→ Zitierter Textauszug:

Dieser Entwicklung zu entkommen, ist nur schwer möglich. Es fallen viele Aspekte einfach weg, wenn man sich einmal für eine Erzählung entschieden hat. Die Erzählung besteht dann meist aus der oben genannten „Moral der Geschichte“, der destillierten Meta-Erfahrung, und ein paar Anekdoten, die sich mit jeder neuen Erzählung stärker an das Ereignis binden und meist immer pointierter vorgetragen werden. Es entsteht ein zum Ereignis gehöriger Anekdotenpool, alle schlecht erzählbaren Erfahrungen und alles Unanekdotische verblassen. Max Frisch hat dafür den treffenden Ausdruck der „anekdotischen Erstarrung der Vergangenheit“ gewählt.
Die eigene Erzählung der Vergangenheit noch einmal aufzubrechen, erfordert viel: Man braucht eine neue Erzählstruktur, ein neues inneres Motiv. All die Erzählungen von Ereignissen fügen sich ja zu einer Erzählung des Selbst. Bestimmte Persönlichkeitsmotive und -linien werden anhand der neuen Erzählungen weitergeführt. Die Frage ist nur, welchem Motiv das Ereignis zugeordnet wird, für die Fusion böte sich beispielsweise das Folgende an: „Ich werde älter und meine Einstellungen ändern sich.“ Zwischen all den Erzählungen bleiben aber auch unverbundene Fetzen der Erinnerung übrig. Das sind vermutlich die Erfahrungen, die zu einschneidend waren, um vergessen zu werden, aber in die Grundstruktur der Ereignis-Erzählung nicht eingefügt werden konnten. Vielleicht sind sie noch unverarbeitet oder aber auch einfach nur unerzählbar privat. Eine spannende Frage wäre hier natürlich auch, inwieweit die Erzählung des Ereignisses oder gar des Selbst einen Anderen braucht oder ob sie nicht auch im Inneren stattfinden kann. Und: Wird sie im Inneren dann überhaupt so anekdotisch strukturiert? Aber das sind Fragen, die hier nicht mehr geklärt werden können.

→ Aufgabenstellung: Führe den obigen Text über die anekdotische Erstarrung erzählter Erinnerungen im selben Stil fort, und zwar ab seinem letzten Satz.

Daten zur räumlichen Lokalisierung
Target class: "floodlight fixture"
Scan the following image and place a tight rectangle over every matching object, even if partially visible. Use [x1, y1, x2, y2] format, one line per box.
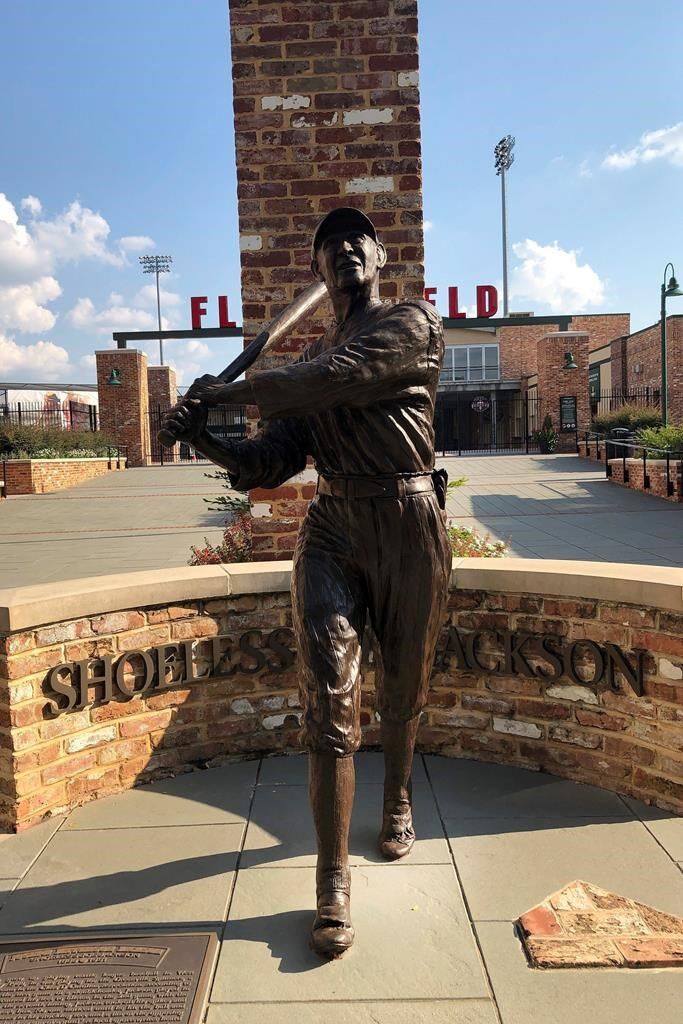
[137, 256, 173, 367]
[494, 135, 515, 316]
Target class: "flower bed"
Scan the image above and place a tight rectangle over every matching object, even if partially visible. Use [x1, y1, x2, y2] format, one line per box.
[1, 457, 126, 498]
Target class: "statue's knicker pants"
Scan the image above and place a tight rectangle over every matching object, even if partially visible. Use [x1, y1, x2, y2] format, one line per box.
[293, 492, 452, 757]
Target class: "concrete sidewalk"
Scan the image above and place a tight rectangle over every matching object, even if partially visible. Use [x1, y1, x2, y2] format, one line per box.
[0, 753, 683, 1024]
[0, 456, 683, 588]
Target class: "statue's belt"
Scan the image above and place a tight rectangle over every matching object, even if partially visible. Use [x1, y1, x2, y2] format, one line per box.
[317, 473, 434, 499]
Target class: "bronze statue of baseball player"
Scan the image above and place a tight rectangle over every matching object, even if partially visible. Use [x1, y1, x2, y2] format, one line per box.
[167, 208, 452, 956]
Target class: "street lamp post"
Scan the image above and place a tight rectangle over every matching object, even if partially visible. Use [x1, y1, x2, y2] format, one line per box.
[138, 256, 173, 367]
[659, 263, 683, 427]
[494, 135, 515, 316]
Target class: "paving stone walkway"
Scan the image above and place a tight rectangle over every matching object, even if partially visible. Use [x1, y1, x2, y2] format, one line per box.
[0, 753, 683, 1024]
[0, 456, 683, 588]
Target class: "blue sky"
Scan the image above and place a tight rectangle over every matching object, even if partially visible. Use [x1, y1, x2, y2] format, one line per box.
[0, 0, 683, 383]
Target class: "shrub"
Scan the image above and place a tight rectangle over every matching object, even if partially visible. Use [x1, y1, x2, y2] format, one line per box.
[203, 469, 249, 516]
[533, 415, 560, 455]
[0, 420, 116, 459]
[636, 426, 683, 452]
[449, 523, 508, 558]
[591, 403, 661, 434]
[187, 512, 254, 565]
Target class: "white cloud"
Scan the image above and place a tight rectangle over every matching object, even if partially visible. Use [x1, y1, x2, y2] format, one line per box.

→ Lösung der Aufgabe:
Die übriggebliebenen Fetzen der Erinnerung sind meines Erachtens nach auch wieder aktivierbar, nämlich dann, wenn sich Ähnlichkeiten zwischen ihnen erkennen lassen und ein dazugehöriges Motiv im Leben auftaucht. Vielleicht könnte man so, mit genügend Mut und Erinnerungsvermögen, sein Leben auch ganz anders erzählen. Oder um kleiner anzufangen, zumindest einzelne Ereignisse. Nur habe ich leider bisher noch kein Motiv gefunden, um doch noch schreiben zu können: Die Fusion war toll.